- _Given instruction_
Exactly as they appear, output all of the records. Skip any images.

╭─ Supplied records

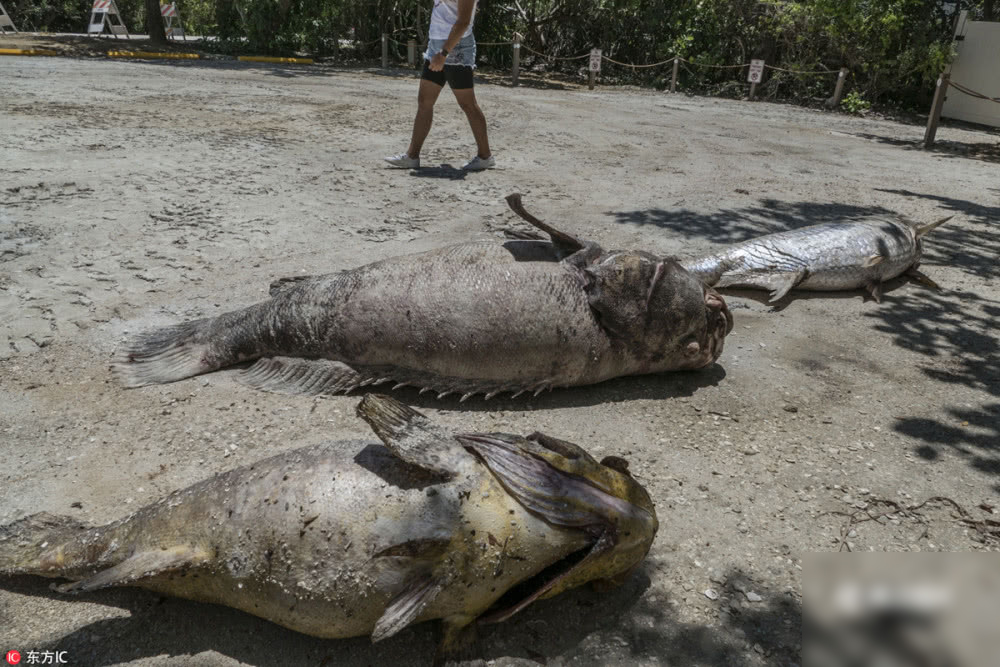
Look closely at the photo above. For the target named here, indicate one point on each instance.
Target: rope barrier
(972, 93)
(528, 48)
(668, 60)
(691, 62)
(795, 71)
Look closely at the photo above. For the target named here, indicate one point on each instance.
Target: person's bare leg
(477, 120)
(426, 97)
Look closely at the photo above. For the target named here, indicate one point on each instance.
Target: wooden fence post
(935, 116)
(516, 64)
(595, 67)
(838, 92)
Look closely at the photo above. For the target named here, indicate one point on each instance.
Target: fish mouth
(533, 588)
(564, 486)
(718, 324)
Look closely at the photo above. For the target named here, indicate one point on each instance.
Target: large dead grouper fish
(344, 539)
(471, 318)
(827, 257)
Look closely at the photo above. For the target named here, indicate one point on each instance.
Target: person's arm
(465, 8)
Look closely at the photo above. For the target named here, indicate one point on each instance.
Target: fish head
(664, 315)
(562, 484)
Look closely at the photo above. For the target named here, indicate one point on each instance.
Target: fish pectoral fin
(408, 434)
(559, 498)
(407, 605)
(873, 260)
(565, 242)
(920, 277)
(138, 566)
(284, 284)
(309, 377)
(782, 284)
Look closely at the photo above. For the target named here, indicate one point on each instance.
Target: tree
(154, 23)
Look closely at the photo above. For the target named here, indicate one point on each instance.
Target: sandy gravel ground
(136, 194)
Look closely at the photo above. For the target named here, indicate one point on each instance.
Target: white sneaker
(478, 164)
(404, 161)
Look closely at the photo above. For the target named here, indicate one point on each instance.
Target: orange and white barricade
(172, 21)
(5, 21)
(104, 14)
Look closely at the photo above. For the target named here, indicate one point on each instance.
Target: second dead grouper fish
(471, 318)
(827, 257)
(350, 539)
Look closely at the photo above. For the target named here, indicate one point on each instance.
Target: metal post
(838, 92)
(935, 116)
(516, 66)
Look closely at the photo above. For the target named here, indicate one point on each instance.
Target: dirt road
(138, 194)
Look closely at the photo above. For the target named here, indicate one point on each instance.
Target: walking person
(450, 57)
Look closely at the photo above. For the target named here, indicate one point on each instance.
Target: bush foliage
(893, 48)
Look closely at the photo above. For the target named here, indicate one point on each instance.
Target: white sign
(595, 60)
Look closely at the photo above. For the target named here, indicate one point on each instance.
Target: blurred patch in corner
(901, 610)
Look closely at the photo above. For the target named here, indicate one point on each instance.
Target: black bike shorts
(459, 77)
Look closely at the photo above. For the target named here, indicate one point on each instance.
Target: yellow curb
(148, 54)
(27, 52)
(269, 59)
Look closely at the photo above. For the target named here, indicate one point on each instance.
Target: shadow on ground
(625, 621)
(985, 151)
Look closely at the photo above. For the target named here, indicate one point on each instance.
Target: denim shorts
(463, 54)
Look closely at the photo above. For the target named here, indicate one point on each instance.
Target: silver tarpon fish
(826, 257)
(350, 538)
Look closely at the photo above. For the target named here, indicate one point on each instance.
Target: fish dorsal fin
(138, 566)
(408, 434)
(782, 284)
(282, 285)
(873, 260)
(407, 605)
(922, 230)
(565, 242)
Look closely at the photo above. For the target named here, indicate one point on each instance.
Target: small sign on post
(105, 14)
(755, 75)
(5, 21)
(595, 66)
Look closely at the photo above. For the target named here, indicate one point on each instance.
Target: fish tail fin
(164, 355)
(43, 544)
(923, 230)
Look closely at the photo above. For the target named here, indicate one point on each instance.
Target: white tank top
(443, 19)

╰─

- _Solution to this task_
Look closely at the photo above. For the target named here, indicate one point on each instance.
Target: rope barrier
(972, 93)
(528, 48)
(668, 60)
(691, 62)
(795, 71)
Look closely at the photo above. For the target named here, indicate one point on each instance.
Target: person's bare leg
(477, 120)
(426, 97)
Look closely at the photo above. For the target named here, indicate one point on each instance.
Target: wooden fence post
(935, 116)
(516, 64)
(595, 67)
(838, 92)
Look closely at the photo above. For the target named here, indicate one point on each instance.
Target: fish mouth
(533, 588)
(564, 486)
(718, 324)
Look closely at the photo above. For the target named here, indicate one point on each instance.
Target: large dead grouper fish
(344, 539)
(471, 318)
(827, 257)
Look closely at the photo above. For the target named here, indicate one point on each instance.
Target: person's arm
(465, 8)
Look closely at the photo above. For the target named here, indicate one point on each instance.
Target: fish head
(664, 315)
(562, 484)
Look closely at the photo above. For the target named here, indicate one point on each instance.
Target: fish pectoral fin
(408, 434)
(559, 498)
(407, 605)
(873, 260)
(565, 242)
(920, 277)
(138, 566)
(284, 284)
(309, 377)
(782, 284)
Look closely at the photo above. For the target named here, indicate one point on each instance.
Target: tree
(154, 23)
Look closely at the photo above. For the target named here, indicate one point on each instance.
Target: sandy gravel ground
(136, 194)
Look closely at the photo above. For the target named here, indicate one point on each instance.
Target: white sneaker
(478, 164)
(404, 161)
Look closely at the photo above. For the target named here, indicate one point on each instance.
Target: orange and white barricade
(172, 21)
(5, 21)
(104, 14)
Look closely at the photo above. For the target named here, indicate one point on each instance.
Target: second dead grouper fish
(471, 318)
(827, 257)
(350, 539)
Look closely at the photo above. For the target named here, indicate one point on each instance.
Target: metal post
(838, 92)
(935, 116)
(516, 66)
Look closely at the photo above. For the target named here, indicate one point on each instance.
Target: dirt road
(138, 194)
Look closely at the photo above. For the target named here, indicate one point on each instance.
Target: walking person
(450, 57)
Look closely at the photo above. For the target named here, indicate one point on each instance.
Target: bush foliage
(893, 48)
Look closely at the photo above. For the target named here, indicate one point on each instance.
Target: white sign
(595, 60)
Look closely at the photo above. For the target named here, indicate one point on each instance.
Target: blurred patch in corner
(901, 610)
Look closely at the photo above. For the target named here, indicate one point on each instance.
Target: black bike shorts
(459, 77)
Look closely at the photo above. For the target named here, indicate one point on each instance.
Target: yellow curb
(148, 54)
(27, 52)
(269, 59)
Look closely at the photo above. For the target named here, indicate one point on each instance.
Target: shadow on ground
(625, 621)
(985, 151)
Look closely at the photo above. For the target named here, indicate one point on each instance.
Target: denim shorts
(463, 54)
Look closely at the photo above. For the target named here, indicate one point on each instance.
Target: silver tarpon fish
(826, 257)
(350, 538)
Look closely at the photo above. For the target named here, indicate one point on each instance.
Target: fish dorsal fin
(138, 566)
(408, 434)
(782, 284)
(282, 285)
(873, 260)
(407, 605)
(922, 230)
(565, 242)
Look closely at the photo above. For the target named here, indicate one point on each instance.
Target: small sign on post
(105, 14)
(755, 75)
(5, 21)
(595, 66)
Look closely at the photo above. For the target named here, indicate one point on each instance.
Target: fish tail fin
(164, 355)
(43, 544)
(923, 230)
Look closely at the photo above. For the target named here, indicate one point on each instance.
Target: white tank top
(443, 19)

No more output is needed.